+++ ITEMS

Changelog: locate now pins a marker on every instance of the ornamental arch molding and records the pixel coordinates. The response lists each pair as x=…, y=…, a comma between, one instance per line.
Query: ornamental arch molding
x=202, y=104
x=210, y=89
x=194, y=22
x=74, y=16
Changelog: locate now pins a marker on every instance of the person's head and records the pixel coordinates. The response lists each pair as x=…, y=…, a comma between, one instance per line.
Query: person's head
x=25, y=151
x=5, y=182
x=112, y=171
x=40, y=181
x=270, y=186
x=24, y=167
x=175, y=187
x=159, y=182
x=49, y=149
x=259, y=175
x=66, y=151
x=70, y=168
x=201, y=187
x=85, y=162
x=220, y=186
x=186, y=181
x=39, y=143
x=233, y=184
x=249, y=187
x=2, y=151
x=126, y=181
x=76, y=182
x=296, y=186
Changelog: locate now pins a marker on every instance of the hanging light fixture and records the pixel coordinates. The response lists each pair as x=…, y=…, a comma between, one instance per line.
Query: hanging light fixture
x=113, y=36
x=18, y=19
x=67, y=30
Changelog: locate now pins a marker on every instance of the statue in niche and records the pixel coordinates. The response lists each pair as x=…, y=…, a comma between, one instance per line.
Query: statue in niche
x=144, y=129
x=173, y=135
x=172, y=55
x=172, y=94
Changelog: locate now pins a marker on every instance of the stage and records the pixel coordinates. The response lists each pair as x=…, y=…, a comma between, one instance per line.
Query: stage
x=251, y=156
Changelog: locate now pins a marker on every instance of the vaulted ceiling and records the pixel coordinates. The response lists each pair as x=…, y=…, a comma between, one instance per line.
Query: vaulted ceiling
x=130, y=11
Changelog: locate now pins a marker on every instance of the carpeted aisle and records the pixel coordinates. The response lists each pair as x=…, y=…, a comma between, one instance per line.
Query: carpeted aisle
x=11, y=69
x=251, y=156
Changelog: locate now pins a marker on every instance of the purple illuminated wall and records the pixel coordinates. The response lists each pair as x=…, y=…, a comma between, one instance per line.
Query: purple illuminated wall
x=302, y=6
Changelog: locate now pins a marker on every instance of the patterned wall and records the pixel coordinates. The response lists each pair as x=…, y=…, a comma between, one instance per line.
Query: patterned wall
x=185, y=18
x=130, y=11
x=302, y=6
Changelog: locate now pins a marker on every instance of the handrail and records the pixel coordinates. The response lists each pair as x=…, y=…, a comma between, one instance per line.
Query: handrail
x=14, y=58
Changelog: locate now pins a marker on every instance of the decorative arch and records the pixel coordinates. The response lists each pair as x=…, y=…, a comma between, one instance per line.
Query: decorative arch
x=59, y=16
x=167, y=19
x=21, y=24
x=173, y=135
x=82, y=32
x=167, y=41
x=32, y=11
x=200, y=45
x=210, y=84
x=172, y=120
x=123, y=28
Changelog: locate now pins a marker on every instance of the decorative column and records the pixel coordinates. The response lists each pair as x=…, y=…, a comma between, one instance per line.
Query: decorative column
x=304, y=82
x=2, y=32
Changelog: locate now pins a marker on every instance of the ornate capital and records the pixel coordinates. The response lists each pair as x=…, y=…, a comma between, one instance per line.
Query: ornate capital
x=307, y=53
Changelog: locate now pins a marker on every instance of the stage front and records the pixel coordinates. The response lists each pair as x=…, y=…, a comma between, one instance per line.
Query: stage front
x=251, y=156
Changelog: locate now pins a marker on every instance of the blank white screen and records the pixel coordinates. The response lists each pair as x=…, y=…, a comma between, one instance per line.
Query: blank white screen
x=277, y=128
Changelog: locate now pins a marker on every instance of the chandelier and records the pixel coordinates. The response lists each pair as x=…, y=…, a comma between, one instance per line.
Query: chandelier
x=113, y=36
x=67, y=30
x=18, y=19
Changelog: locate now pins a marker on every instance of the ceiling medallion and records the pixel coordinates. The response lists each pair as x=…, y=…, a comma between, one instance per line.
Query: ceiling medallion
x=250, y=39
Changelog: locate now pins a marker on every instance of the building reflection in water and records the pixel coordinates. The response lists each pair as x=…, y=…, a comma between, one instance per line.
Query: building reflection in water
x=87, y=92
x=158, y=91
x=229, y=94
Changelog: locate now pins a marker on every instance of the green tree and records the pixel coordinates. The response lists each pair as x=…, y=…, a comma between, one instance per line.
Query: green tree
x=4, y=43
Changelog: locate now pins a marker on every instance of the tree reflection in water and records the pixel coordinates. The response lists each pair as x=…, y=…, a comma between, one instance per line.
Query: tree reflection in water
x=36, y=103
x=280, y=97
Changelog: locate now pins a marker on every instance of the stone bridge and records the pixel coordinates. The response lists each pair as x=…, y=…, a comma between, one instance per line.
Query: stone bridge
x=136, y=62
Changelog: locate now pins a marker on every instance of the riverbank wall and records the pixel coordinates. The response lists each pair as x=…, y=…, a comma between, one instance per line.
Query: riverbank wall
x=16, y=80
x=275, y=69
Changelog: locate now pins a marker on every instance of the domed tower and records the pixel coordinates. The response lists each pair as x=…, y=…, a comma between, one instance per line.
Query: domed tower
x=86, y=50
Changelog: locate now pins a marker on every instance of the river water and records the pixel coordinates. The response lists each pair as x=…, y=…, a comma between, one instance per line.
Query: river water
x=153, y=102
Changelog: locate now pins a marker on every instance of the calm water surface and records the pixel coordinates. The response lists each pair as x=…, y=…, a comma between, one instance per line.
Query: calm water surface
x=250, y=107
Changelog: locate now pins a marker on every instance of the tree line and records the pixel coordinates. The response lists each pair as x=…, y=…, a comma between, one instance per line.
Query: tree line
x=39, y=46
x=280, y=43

++++++

**TASK STATEMENT**
Render the lines from the one containing "of the stone" through the one containing "x=275, y=69", inclusive, as a JSON list of strings with one string per line and blank lines omitted.

**FINISHED TASK**
[
  "Changelog: locate now pins a marker on every instance of the stone bridge and records the pixel coordinates. The response lists each pair as x=…, y=…, a comma between, one instance per line.",
  "Query: stone bridge",
  "x=136, y=62",
  "Changelog: locate now pins a marker on every instance of the riverbank wall and records the pixel coordinates. The response lists each pair as x=…, y=…, a comma between, one instance per line.",
  "Query: riverbank wall",
  "x=16, y=80",
  "x=275, y=69"
]